*** EXCERPTED DATA

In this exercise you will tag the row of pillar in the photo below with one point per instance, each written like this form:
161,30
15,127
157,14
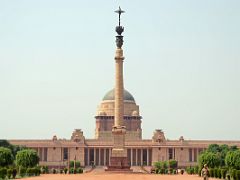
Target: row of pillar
133,161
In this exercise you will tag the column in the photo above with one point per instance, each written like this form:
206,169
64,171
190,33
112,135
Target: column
94,149
131,156
136,157
147,157
99,157
104,163
110,154
119,106
88,163
192,154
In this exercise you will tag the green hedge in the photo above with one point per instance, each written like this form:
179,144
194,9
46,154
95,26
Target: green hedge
3,172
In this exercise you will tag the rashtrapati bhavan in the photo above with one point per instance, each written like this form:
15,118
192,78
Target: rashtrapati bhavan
118,142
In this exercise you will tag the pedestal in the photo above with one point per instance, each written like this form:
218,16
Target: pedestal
118,159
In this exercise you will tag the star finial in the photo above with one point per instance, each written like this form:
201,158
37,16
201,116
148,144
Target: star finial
119,11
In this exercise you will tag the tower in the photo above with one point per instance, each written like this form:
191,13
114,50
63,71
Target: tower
118,159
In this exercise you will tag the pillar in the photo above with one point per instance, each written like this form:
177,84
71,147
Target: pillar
88,163
136,157
94,156
131,156
147,156
104,163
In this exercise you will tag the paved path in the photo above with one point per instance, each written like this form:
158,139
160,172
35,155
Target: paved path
114,176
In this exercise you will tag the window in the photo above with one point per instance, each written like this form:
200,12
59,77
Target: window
170,153
65,153
190,154
45,154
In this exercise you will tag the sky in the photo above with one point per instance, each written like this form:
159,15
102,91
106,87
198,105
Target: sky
182,65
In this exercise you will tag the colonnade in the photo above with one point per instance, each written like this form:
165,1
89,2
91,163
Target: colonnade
101,156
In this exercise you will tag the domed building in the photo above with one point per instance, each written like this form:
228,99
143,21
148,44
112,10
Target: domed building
105,117
118,135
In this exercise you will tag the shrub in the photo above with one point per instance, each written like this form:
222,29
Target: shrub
223,173
65,170
79,170
238,174
71,171
6,157
9,173
71,164
3,172
219,175
196,170
172,164
78,164
37,170
162,171
211,172
44,170
14,173
22,171
215,172
199,172
233,174
158,165
190,170
54,171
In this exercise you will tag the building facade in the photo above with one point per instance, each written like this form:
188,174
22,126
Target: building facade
118,129
58,152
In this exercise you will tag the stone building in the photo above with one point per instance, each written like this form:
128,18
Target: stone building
98,151
57,152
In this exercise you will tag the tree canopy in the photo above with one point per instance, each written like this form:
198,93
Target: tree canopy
6,157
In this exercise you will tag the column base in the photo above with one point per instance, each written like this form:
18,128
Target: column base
118,164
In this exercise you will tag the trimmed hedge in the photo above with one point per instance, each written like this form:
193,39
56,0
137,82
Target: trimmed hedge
3,172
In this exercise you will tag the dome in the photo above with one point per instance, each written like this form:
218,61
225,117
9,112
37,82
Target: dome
111,96
135,113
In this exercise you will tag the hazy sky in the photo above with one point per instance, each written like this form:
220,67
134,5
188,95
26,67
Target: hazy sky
182,65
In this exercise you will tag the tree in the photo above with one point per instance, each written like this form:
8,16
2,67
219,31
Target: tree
6,157
233,159
27,158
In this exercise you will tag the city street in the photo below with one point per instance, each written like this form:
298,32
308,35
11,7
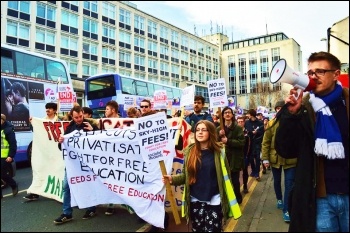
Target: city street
18,215
259,213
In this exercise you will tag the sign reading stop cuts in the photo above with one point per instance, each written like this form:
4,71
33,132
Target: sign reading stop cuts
160,100
65,97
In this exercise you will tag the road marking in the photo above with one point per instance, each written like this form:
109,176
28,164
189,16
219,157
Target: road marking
231,223
10,194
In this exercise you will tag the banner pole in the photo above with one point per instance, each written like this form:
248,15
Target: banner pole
169,194
177,136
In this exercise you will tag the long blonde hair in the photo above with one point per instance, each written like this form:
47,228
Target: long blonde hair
195,154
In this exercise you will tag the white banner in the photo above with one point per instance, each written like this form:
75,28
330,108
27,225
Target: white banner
48,166
153,137
107,167
217,93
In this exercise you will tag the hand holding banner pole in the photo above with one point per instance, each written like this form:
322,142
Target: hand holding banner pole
179,123
220,118
170,195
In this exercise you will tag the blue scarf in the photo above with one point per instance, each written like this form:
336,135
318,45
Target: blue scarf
327,134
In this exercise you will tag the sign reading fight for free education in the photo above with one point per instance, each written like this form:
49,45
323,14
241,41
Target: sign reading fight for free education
187,97
160,99
153,137
65,97
217,93
104,166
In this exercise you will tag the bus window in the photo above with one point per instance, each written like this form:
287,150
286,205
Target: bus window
151,88
6,61
101,87
56,72
169,92
128,86
28,65
177,93
141,88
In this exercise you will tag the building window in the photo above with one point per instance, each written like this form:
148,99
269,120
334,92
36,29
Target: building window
90,5
108,69
108,53
45,37
124,16
73,67
21,6
90,48
175,53
125,56
152,63
174,36
46,12
90,25
17,33
139,22
152,27
139,42
108,32
193,44
242,72
163,32
70,19
164,66
124,37
139,60
264,70
184,56
69,46
89,69
152,46
108,10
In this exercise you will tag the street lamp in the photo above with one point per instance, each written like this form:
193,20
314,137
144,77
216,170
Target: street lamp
329,35
325,39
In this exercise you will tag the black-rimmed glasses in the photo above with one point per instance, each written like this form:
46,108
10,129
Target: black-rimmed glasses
318,72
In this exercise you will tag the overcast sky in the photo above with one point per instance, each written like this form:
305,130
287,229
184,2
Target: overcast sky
305,22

******

**EXERCISE DIRECTIONS**
A faithful copy is needed: reproduce all of the data above, leaving the pictures out.

**OUTPUT BELOW**
In this exercise you will tag the row of pillar in the photo below with one point per instance, each written like this form:
161,30
15,127
157,14
Target: row of pillar
133,161
In this exercise you will tag the column in the photo above with one point per instance, each written like this form:
206,169
64,171
190,33
112,135
Target: column
94,149
131,156
136,157
147,157
99,157
104,163
110,154
119,106
88,163
192,154
In this exercise you will tag the green hedge in the photo above with one point per instance, each written like this form:
179,144
194,9
46,154
95,26
Target: green hedge
3,172
In this exercise you will tag the rashtrapati bhavan in the photo above with one point per instance, each written like this form:
15,118
192,78
Target: rashtrapati bhavan
118,142
In this exercise you will tag the pedestal in the photo above with one point per instance, each written like this form:
218,16
Target: pedestal
118,159
In this exercise you will tag the star finial in the photo above with one point per instance, each written like this form:
201,158
37,16
201,116
148,144
Target: star finial
119,11
In this exercise you will tag the tower in the photo above with one point per instance, each written like this form:
191,13
114,50
63,71
Target: tower
118,159
In this exercise you will tag the pillar in the photo above with one point per instance, each written like this form:
177,84
71,147
Target: pillar
88,163
136,157
94,156
131,156
147,156
104,163
In this exercise you will tag the paved path in the photo above with one point per instance, each written like this form:
158,139
160,172
35,155
Target: paved path
114,176
In this exercise you will tag the window in the photo above with one point per instance, each written like this form:
200,12
59,77
Target: window
170,153
65,153
190,154
45,154
In this exercise you will tag the sky in the photo above with one point per instance, each written like this form:
159,15
102,91
106,87
198,105
Target: sky
182,65
In this exercise you will tag the colonnade in the photo above with one point per instance, each written like this form:
165,1
89,2
91,163
Target: colonnade
101,156
In this exercise you will tag the domed building in the photo above with one point per instance, each written like this form:
228,99
143,21
148,44
112,10
Target: domed building
105,117
118,135
In this exercise you will tag the shrub in the photo above with one point per instance, each written like this form:
222,29
Target: shrub
223,173
65,170
79,170
238,174
71,171
6,157
9,173
71,164
3,172
219,175
196,170
172,164
78,164
37,170
162,171
211,172
44,170
14,173
22,171
215,172
199,172
233,174
158,165
190,170
54,171
In this exercise you will tag the building facade in the photo above with one point per instance, each written like this form:
188,174
22,126
Target: building facade
118,129
58,152
In this exercise you will tag the stone building in the photo above with one point per instance, each written like this form:
128,18
Target: stone building
98,151
57,152
In this exercise you will tag the tree canopy in the photo above with one point per instance, each written like this form:
198,93
Target: tree canopy
6,157
In this exercise you will tag the column base in the photo above with one point per instance, each written like this form:
18,128
Target: column base
118,164
In this exercise you will tag the trimmed hedge in the photo above with one point per instance, each written like this form:
193,39
56,0
137,82
Target: trimmed hedge
3,172
In this exercise you will tag the dome in the photo above with one point per instance, each written like this form:
218,61
225,117
9,112
37,82
Target: dome
111,96
135,113
In this exercise you will tag the hazy sky in the photo above with one point per instance, each written like this form:
220,67
134,5
188,95
26,67
Target: hazy sky
182,65
In this exercise you will tag the tree in the photo above with one point per instance, each written like this form:
8,16
2,67
219,31
Target: tree
6,157
233,159
27,158
In this exercise you will tag the city street in the photo below with one point per instance, each written like this form:
298,32
308,35
11,7
Target: city street
18,215
259,213
In this exercise you will tag the sign reading stop cuts in the photo above with one point per instance, each written like this form:
4,71
33,132
Target: sign reading stop cuts
160,100
65,97
In this exercise you will tag the road marking in the photo above with one point per instance, each written like this form:
109,176
28,164
189,16
219,157
Target: road marking
231,223
10,194
In this exercise you will tag the banner pole in the photo above with one point per instance, each written like this form:
248,15
Target: banner pole
169,194
177,136
In this exercise you will tag the long blonde hair in the photo above with one point per instance, each written like this form:
47,228
Target: long blonde hair
195,154
In this exercise you will tag the white banner in the photo above with one point per instance, each written like this form:
75,28
330,108
27,225
Target: white banner
48,166
153,137
107,167
217,93
In this exercise you will tag the hand holding banner pole in the photo above with one point per instance, each written like this form:
322,142
Target: hand holding banner pole
179,123
220,118
170,195
In this exercise you will tag the blue scarf in the photo above with one point per instance, each written like this form:
336,135
318,45
Target: blue scarf
327,134
In this exercise you will tag the sign reading fight for free education in the photo above with one point per instance, each written like this form:
49,45
323,14
241,41
Target: sign reading fight for free education
187,97
160,99
153,137
65,97
217,93
104,166
In this exercise you will tag the bus window in the photo above with one point per instance, each written like this form:
287,150
286,205
Target: bus window
151,88
6,61
101,87
56,72
169,92
128,86
28,65
177,93
141,88
In this exercise you will tag the building window in the photo above with one point per instance, each written like this form:
148,99
269,120
334,92
36,29
Target: building window
90,5
108,69
108,53
45,37
124,16
73,67
21,6
90,48
175,53
125,56
152,63
174,36
46,12
90,25
17,33
139,22
152,27
139,42
108,32
193,44
242,72
163,32
70,19
164,66
124,37
139,60
264,70
184,56
69,46
89,69
152,46
108,10
In this exercise you will tag the street lamp in the photo above with one point per instance, each written like this form:
193,20
314,137
144,77
216,170
Target: street lamp
329,35
325,39
In this exercise you will tag the black-rimmed glasses in the photo above with one point per instance, each written like this form:
46,108
10,129
Target: black-rimmed glasses
318,72
In this exercise you will tag the overcast sky in the photo above with one point per instance, each written like this form:
305,130
287,229
184,2
Target: overcast sky
305,22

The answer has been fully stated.